[Problem statement]
In the article on dollar-bill travel, which publication carries the research team's article, and in which edition?
Top of Extract
UC Santa Barbara's Lars Hufnagel, along with Theo Geisel and Dirk Brockmann from the Max Planck Institute, have taken an Internet curiosity involving the travels of dollar bills and used it to create a breakthrough model of human travel patterns, one that could greatly boost our ability to respond to emerging epidemics.
Back in the days when few people ever traveled more than a few miles from their homes, diseases spread in a fairly linear way, slowly marching across the countryside. Today, the extreme mobility of the average industrialized country citizen (and their general aversion to wearing tags in their ears to facilitate tracking) makes figuring out how travel patterns relate to epidemic spread a difficult task. The research team theorized that tracking currency -- cash money -- would be the next best thing to collars and tags. But where could they find enough data about how individual bills migrate around the country? The Internet, of course.
Where's George? is a website allowing individuals to enter the serial numbers of the dollar bills (and other US currency) and their location, then to return later to see where those dollars have gone. It's an online curiosity -- not really a game, more like an information toy. As of this afternoon, over 76 million bills have been entered into the site, totaling over $430 million. The research team took this enormous wealth of data and found that human domestic travel patterns, as represented by currency, matched an unexpected -- but easily understood (for mathematicians, at least) -- scaling and diffusion model. This model will make it possible to build far more accurate simulations of epidemic spread and response, potentially saving many lives.
Sometimes, the methods used to discover something overshadow an otherwise fairly useful research result; this may be one of those cases, particularly due to the nature of the discovery. The summaries of the article (which appears in the January 26 edition of Nature, so is behind a subscriber wall) quite reasonably focus on the mathematical results. For the curious, they are:
First, the distribution of travelling distances decays as a power law, indicating that trajectories of bank notes are reminiscent of scale-free random walks known as Lévy flights. Second, the probability of remaining in a small, spatially confined region for a time T is dominated by algebraically long tails that attenuate the superdiffusive spread. We show that human travelling behaviour can be described mathematically on many spatiotemporal scales by a two-parameter continuous-time random walk model to a surprising accuracy, and conclude that human travel on geographical scales is an ambivalent and effectively superdiffusive process.
Epidemiologists will thrill to this discovery, but for most of the rest of us, the novelty comes from the use of what amounts to an idle laugh on the web (the creators of Where's George say they created the site "for fun and because it had not been done yet") as the basis for serious -- and potentially quite valuable -- research into how travel relates to the spread of disease. The value of Where's George came from mapping currency transfer to physical movement; there may not be many other studies that will require the same kind of data. But the bigger idea arising from this is that narrow, quirky social networks may turn out to be useful collections of scientific data about human behavior, if we're willing to look beyond the surface amusement.
Bottom of Extract
Top of Listed records
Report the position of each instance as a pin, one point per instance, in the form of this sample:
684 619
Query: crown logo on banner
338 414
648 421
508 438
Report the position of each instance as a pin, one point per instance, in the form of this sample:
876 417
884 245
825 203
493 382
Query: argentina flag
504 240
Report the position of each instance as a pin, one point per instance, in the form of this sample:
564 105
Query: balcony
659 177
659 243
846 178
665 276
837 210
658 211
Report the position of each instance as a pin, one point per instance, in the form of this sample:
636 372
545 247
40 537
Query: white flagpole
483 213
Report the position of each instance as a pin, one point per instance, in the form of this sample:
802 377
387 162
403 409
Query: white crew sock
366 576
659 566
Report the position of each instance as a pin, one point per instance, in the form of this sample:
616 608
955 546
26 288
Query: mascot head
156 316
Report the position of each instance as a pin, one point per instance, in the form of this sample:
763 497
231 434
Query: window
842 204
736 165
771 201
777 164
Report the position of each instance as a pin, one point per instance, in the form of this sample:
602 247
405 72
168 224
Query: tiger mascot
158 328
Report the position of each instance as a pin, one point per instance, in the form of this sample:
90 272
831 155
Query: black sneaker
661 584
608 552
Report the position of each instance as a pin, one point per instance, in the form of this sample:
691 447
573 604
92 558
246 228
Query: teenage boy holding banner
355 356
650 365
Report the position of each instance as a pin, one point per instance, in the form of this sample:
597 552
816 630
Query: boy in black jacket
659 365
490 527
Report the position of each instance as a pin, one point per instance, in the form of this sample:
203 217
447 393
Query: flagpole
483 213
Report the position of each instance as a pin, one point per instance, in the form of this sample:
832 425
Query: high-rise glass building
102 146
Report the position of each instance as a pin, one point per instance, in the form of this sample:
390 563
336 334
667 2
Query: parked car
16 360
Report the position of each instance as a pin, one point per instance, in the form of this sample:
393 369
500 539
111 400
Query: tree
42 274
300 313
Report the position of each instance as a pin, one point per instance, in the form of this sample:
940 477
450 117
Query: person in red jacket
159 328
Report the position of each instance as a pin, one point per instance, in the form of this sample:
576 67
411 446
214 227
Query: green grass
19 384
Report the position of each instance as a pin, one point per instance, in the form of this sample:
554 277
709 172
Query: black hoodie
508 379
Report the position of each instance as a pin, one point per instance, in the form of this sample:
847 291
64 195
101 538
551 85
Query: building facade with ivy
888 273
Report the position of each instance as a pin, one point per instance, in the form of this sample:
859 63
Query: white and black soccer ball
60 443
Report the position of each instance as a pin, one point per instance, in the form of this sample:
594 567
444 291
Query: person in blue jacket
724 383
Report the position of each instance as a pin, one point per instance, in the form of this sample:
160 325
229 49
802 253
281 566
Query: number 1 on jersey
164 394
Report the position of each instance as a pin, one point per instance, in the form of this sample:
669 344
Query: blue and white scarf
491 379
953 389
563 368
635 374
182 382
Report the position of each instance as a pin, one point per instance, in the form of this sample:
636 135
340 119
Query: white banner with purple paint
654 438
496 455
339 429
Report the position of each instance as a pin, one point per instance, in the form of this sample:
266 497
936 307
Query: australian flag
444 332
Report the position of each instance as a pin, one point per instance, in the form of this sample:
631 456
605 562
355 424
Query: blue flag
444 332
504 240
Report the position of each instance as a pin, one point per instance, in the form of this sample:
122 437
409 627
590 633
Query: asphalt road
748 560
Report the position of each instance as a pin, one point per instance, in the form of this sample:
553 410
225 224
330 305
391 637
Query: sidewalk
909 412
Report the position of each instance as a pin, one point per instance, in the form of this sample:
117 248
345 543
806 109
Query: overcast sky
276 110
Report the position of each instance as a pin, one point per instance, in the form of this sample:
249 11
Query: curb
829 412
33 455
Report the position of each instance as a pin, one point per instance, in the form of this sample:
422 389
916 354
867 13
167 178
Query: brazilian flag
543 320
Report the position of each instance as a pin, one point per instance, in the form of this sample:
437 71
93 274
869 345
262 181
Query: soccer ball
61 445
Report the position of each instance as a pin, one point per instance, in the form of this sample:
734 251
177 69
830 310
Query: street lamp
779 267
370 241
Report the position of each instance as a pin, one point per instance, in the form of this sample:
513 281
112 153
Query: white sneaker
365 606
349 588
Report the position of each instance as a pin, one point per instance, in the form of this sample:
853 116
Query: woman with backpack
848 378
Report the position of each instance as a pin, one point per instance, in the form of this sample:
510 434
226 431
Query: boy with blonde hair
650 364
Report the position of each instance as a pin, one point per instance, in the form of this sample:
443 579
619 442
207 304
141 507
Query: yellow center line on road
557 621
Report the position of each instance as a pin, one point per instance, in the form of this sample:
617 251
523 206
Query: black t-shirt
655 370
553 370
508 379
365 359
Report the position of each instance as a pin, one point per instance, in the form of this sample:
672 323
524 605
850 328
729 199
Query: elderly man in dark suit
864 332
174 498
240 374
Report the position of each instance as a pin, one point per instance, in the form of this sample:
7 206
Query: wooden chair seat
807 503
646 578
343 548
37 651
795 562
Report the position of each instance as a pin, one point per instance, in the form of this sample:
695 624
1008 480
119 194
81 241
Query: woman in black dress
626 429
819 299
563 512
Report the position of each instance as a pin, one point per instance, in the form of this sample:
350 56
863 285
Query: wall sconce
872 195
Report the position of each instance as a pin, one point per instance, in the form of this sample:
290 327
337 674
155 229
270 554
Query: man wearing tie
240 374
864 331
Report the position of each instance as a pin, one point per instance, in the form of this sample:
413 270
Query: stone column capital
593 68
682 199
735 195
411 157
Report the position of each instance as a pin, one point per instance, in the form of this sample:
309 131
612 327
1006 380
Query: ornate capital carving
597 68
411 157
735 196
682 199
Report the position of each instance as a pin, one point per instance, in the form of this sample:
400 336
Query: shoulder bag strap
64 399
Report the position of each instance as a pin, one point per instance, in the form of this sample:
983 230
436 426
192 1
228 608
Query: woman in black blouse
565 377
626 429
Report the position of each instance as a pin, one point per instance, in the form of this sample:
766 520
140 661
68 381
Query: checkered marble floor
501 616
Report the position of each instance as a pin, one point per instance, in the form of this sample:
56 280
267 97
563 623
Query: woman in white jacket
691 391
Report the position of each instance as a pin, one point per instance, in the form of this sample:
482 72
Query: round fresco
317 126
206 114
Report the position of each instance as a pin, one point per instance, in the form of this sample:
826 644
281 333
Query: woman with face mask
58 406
Bottom of Listed records
[Finished task]
The January 26 edition of Nature.